**Work task**
Quote the data below line for line, with no changes.
(Data begins)
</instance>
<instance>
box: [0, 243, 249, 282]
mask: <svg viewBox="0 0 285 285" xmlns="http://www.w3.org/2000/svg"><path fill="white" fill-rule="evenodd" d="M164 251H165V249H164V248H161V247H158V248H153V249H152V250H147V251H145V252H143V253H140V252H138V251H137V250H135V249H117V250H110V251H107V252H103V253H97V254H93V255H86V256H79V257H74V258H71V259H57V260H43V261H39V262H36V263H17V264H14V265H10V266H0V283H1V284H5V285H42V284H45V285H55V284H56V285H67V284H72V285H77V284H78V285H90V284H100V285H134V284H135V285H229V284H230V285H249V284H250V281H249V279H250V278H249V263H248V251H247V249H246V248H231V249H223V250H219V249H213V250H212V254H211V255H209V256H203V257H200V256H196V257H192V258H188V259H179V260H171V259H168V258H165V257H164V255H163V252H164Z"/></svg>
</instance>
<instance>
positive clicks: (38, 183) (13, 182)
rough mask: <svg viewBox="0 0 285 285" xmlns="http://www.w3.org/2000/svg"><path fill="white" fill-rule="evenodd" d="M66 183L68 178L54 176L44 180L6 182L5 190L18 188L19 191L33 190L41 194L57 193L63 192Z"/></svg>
(Data ends)
**Answer space**
</instance>
<instance>
box: [0, 243, 249, 282]
mask: <svg viewBox="0 0 285 285" xmlns="http://www.w3.org/2000/svg"><path fill="white" fill-rule="evenodd" d="M164 251H165V249H164V248H161V247H158V248H153V249H152V250H147V251H145V252H143V253H140V252H138V251H137V250H135V249H117V250H110V251H107V252H103V253H97V254H93V255H86V256H79V257H74V258H71V259H57V260H43V261H39V262H36V263H17V264H14V265H10V266H0V283H1V284H5V285H42V284H45V285H55V284H56V285H67V284H72V285H77V284H78V285H90V284H100V285H134V284H135V285H229V284H230V285H249V284H250V281H249V279H250V278H249V263H248V251H247V249H246V248H231V249H223V250H219V249H213V250H212V254H211V255H209V256H203V257H200V256H196V257H192V258H188V259H179V260H171V259H168V258H165V257H164V255H163V252H164Z"/></svg>
</instance>
<instance>
positive clicks: (38, 183) (13, 182)
rough mask: <svg viewBox="0 0 285 285" xmlns="http://www.w3.org/2000/svg"><path fill="white" fill-rule="evenodd" d="M66 183L68 178L54 176L44 180L6 182L5 190L18 188L19 191L33 190L41 194L57 193L63 192Z"/></svg>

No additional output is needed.